→ **OBJECTIF A**
D'après l'article sur le film « Human Flow », dans combien de pays ce film a-t-il été tourné ?
→ **OBJECTIF B**
Résumez sous forme de liste le paragraphe de l'article sur « Human Flow » qui commence par « Les images sont dignes », en conservant ses faits principaux.
→ **OBJECTIF C**
Extrayez de l'article sur « Human Flow » tout le passage allant de « Photo © Nicole » jusqu'à « courage et d’espérance. ».

→ **TEXTE FOURNI**
+++

Avec « Human Flow » l’artiste Ai Wei Wei donne une leçon d’humanité

Photo © Nicole Matschoss, FIFDH 18 mars 2018

 

Ai Wei Wei est venu à Genève présenter son film « Human Flow » au Festival du film et forum international sur les droits humains (FIFDH). Tourné dans 23 pays le film raconte la fuite, la souffrance et l’impuissance de millions de personnes pleines de courage et d’espérance.

Les images sont dignes, d’une beauté sensationnelle. Elle place l’humain au centre du propos. Avec ses équipes, Ai Wei Wei a accompagné beaucoup de réfugiés. Il s’est posé dans le camp d’ Idoméni (Grèce) planté dans la boue hivernale, avec les personnes bloquées à la frontière macédonienne. Il a filmé les immenses murs et les hautes barrières métalliques en Palestine, en Hongrie, aux Etats-Unis. Il a vu et montré la détresse des migrants sauvés en Méditerranée, les refoulements aux frontières, l’injustice faite aux habitants de Gaza, prison à ciel ouvert, où les femmes parviennent encore à espérer une vie meilleure, plus juste. Il filme le plus grand camp de réfugié du monde de Dadaab au Kenya et regrette les générations perdues et gaspillées de millions de personnes dans le monde parce que les états gouvernent sans vision.

Dans ce film, les images raisonnent avec la déclaration d’Hanan Ashrawi, porte-parole palestinienne et membre du Conseil législatif palestinien : «Être un réfugié c’est bien plus qu’un statut politique, c’est la cruauté la plus importante qui peut être exercée à l’encontre d’une personne. Vous enlevez de force tous les aspects qui rendaient le vie tolérable et significative à des être humains. »

+++

→ **ITEMS FOURNIS**
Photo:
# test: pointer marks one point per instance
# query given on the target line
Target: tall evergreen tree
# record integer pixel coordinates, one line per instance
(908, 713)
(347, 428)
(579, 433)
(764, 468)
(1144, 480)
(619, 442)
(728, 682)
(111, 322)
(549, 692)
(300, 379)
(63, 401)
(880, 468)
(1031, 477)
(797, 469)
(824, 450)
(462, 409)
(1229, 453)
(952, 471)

+++

→ **SOLUTION A**
Dans 23 pays.

→ **SOLUTION B**
- Les images sont dignes et d'une grande beauté.
- Avec ses équipes, Ai Wei Wei a accompagné de nombreux réfugiés.
- Il s'est installé dans le camp d'Idoméni, en Grèce, auprès des personnes bloquées à la frontière macédonienne.
- Il a filmé les murs et les barrières métalliques en Palestine, en Hongrie et aux États-Unis.
- Il a montré la détresse des migrants sauvés en Méditerranée, les refoulements aux frontières et l'injustice subie par les habitants de Gaza.
- Il filme Dadaab, au Kenya, le plus grand camp de réfugiés du monde.
- Il regrette les générations perdues de millions de personnes, qu'il attribue au manque de vision des États.

→ **SOLUTION C**
Photo © Nicole Matschoss, FIFDH 18 mars 2018

 

Ai Wei Wei est venu à Genève présenter son film « Human Flow » au Festival du film et forum international sur les droits humains (FIFDH). Tourné dans 23 pays le film raconte la fuite, la souffrance et l’impuissance de millions de personnes pleines de courage et d’espérance.